> _What needs to be done_: Pull out every line of the rows below that contains the word "tree", copying each line in full.

[START OF Exercise data]

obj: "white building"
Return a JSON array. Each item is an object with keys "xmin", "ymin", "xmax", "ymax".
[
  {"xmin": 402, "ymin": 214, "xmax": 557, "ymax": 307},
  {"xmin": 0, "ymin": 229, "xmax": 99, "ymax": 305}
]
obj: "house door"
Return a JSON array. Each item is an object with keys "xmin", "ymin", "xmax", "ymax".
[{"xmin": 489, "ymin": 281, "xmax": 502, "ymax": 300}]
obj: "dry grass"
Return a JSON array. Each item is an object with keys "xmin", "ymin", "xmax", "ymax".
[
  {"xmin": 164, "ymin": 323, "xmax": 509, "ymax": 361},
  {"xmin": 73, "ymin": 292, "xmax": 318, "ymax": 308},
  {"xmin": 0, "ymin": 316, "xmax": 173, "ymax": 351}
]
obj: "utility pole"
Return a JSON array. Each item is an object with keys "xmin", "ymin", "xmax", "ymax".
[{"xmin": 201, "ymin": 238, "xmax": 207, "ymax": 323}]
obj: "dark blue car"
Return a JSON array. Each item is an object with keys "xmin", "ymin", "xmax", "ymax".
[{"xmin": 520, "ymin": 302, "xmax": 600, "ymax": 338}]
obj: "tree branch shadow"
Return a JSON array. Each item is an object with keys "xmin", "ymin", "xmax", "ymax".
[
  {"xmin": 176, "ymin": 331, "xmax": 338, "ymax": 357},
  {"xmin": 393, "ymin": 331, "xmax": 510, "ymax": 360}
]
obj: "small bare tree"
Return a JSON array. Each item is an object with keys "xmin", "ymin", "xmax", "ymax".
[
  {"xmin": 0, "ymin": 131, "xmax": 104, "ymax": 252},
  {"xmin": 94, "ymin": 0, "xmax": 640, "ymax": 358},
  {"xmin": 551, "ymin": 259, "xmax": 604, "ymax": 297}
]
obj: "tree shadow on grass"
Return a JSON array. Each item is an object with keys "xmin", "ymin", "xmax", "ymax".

[END OF Exercise data]
[START OF Exercise data]

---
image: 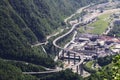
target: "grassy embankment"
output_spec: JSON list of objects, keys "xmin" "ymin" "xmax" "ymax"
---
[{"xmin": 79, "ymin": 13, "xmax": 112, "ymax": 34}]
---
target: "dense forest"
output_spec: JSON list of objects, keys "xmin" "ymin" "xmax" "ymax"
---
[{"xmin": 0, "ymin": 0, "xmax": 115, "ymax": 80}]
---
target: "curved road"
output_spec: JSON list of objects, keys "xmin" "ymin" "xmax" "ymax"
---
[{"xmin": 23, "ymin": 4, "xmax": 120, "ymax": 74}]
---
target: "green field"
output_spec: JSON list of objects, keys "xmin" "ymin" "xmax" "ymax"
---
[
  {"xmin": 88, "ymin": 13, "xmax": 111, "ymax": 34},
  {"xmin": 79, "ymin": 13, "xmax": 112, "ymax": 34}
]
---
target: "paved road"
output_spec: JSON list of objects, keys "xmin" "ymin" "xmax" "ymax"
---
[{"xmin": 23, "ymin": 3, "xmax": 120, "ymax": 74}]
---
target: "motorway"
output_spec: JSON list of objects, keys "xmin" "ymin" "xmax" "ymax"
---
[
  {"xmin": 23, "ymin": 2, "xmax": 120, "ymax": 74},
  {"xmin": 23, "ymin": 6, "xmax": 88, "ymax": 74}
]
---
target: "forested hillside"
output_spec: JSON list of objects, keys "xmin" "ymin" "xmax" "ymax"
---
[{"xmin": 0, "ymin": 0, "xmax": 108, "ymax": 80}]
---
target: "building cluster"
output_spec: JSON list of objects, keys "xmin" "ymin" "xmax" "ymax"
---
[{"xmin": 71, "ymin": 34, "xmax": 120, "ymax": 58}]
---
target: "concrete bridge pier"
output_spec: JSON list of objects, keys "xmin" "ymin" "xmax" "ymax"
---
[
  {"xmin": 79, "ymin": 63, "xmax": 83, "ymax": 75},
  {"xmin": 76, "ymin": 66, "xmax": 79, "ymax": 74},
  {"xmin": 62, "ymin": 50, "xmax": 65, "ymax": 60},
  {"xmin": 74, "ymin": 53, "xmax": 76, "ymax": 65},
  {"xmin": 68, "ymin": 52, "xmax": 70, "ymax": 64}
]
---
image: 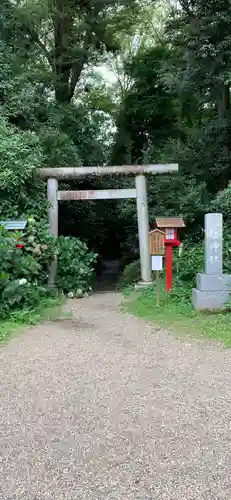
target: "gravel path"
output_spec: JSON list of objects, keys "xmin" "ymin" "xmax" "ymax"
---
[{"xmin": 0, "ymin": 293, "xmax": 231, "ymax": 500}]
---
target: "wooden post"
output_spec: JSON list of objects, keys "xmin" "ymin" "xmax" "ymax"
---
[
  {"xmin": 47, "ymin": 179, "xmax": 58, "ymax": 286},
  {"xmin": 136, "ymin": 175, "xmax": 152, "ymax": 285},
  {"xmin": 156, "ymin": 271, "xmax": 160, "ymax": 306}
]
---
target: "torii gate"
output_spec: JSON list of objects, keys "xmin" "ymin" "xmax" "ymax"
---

[END OF Exercise data]

> _Result_:
obj: "tree branch shadow"
obj: "small bare tree"
obj: "tree shadow on grass"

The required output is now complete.